TEXT EXCERPT:
▬▬▬

The DC Circuit’s decision deals a significant blow to litigants bringing similar challenges in other federal courts. As other cases become ripe for substantive consideration after jurisdictional hurdles are cleared, this decision provides the SEC’s with strong ammunition to oppose similar constitutional challenges. While the Second and Eleventh Circuits recently addressed issues relating to the SEC’s use of ALJs, the opinions focused on the district court’s lack of jurisdiction to hear the cases because the plaintiffs had not raised their challenges in the SEC’s in-house court first, not the merits of the issues. Unless and until another circuit court rules the SEC’s use of ALJs unconstitutional, creating a split, the issue will likely not reach the Supreme Court.

Sixth Circuit Weighs Challenge to its Jurisdiction in Lawsuit Brought by GOP Committees against the SEC

The Republican parties of three states—Tennessee, Georgia, and New York—recently brought a lawsuit in the Sixth Circuit Court of Appeals against the Securities and Exchange Commission to challenge revised Rule G-37, which the Municipal Securities Rulemaking Board (“MSRB”) published earlier this year to limit pay-to-play practices in the municipal securities area. The revision extended Rule G-37 to cover not only brokers and dealers of municipal securities but also municipal advisers. It prohibits those advisers from engaging in municipal advisory business with a municipal entity for two years if the adviser, its staff, or its political action committee made a significant contribution to an official who could influence the award of municipal securities business. The rule also requires certain covered entities, such as municipal advisers, to publicly disclose contributions to government officials. The plaintiffs claim this new extension of the rule infringes upon the constitutionally protected First Amendment right of municipal advisers to make political contributions.

▬▬▬

[Image point annotation data]
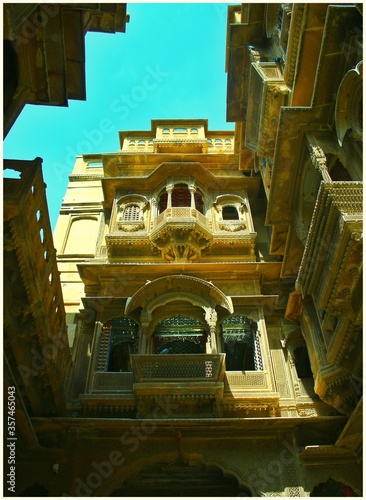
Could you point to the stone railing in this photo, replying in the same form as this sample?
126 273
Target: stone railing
181 214
178 367
111 382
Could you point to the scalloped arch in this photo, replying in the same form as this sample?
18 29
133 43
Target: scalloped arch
168 288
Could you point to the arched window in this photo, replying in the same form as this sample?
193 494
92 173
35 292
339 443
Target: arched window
132 213
241 344
179 335
198 201
163 201
181 197
230 213
337 170
118 340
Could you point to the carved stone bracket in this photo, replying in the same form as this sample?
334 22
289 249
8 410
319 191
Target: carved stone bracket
318 158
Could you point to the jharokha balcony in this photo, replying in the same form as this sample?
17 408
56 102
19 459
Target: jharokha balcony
181 233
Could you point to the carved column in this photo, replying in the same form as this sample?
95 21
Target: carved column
144 324
169 189
318 158
192 190
211 319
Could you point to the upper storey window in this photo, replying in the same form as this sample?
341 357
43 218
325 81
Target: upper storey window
230 213
132 213
181 197
241 344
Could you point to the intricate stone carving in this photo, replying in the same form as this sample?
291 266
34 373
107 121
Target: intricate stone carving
232 226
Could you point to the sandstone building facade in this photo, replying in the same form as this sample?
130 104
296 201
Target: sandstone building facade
208 337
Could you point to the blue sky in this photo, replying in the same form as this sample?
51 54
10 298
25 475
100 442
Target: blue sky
170 63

▬▬▬

DIRECTIONS FOR THIS TASK:
Reproduce the entire excerpt on SEC litigation above, word for word.

RESPONSE FOR THIS EXERCISE:
The DC Circuit’s decision deals a significant blow to litigants bringing similar challenges in other federal courts. As other cases become ripe for substantive consideration after jurisdictional hurdles are cleared, this decision provides the SEC’s with strong ammunition to oppose similar constitutional challenges. While the Second and Eleventh Circuits recently addressed issues relating to the SEC’s use of ALJs, the opinions focused on the district court’s lack of jurisdiction to hear the cases because the plaintiffs had not raised their challenges in the SEC’s in-house court first, not the merits of the issues. Unless and until another circuit court rules the SEC’s use of ALJs unconstitutional, creating a split, the issue will likely not reach the Supreme Court.

Sixth Circuit Weighs Challenge to its Jurisdiction in Lawsuit Brought by GOP Committees against the SEC

The Republican parties of three states—Tennessee, Georgia, and New York—recently brought a lawsuit in the Sixth Circuit Court of Appeals against the Securities and Exchange Commission to challenge revised Rule G-37, which the Municipal Securities Rulemaking Board (“MSRB”) published earlier this year to limit pay-to-play practices in the municipal securities area. The revision extended Rule G-37 to cover not only brokers and dealers of municipal securities but also municipal advisers. It prohibits those advisers from engaging in municipal advisory business with a municipal entity for two years if the adviser, its staff, or its political action committee made a significant contribution to an official who could influence the award of municipal securities business. The rule also requires certain covered entities, such as municipal advisers, to publicly disclose contributions to government officials. The plaintiffs claim this new extension of the rule infringes upon the constitutionally protected First Amendment right of municipal advisers to make political contributions.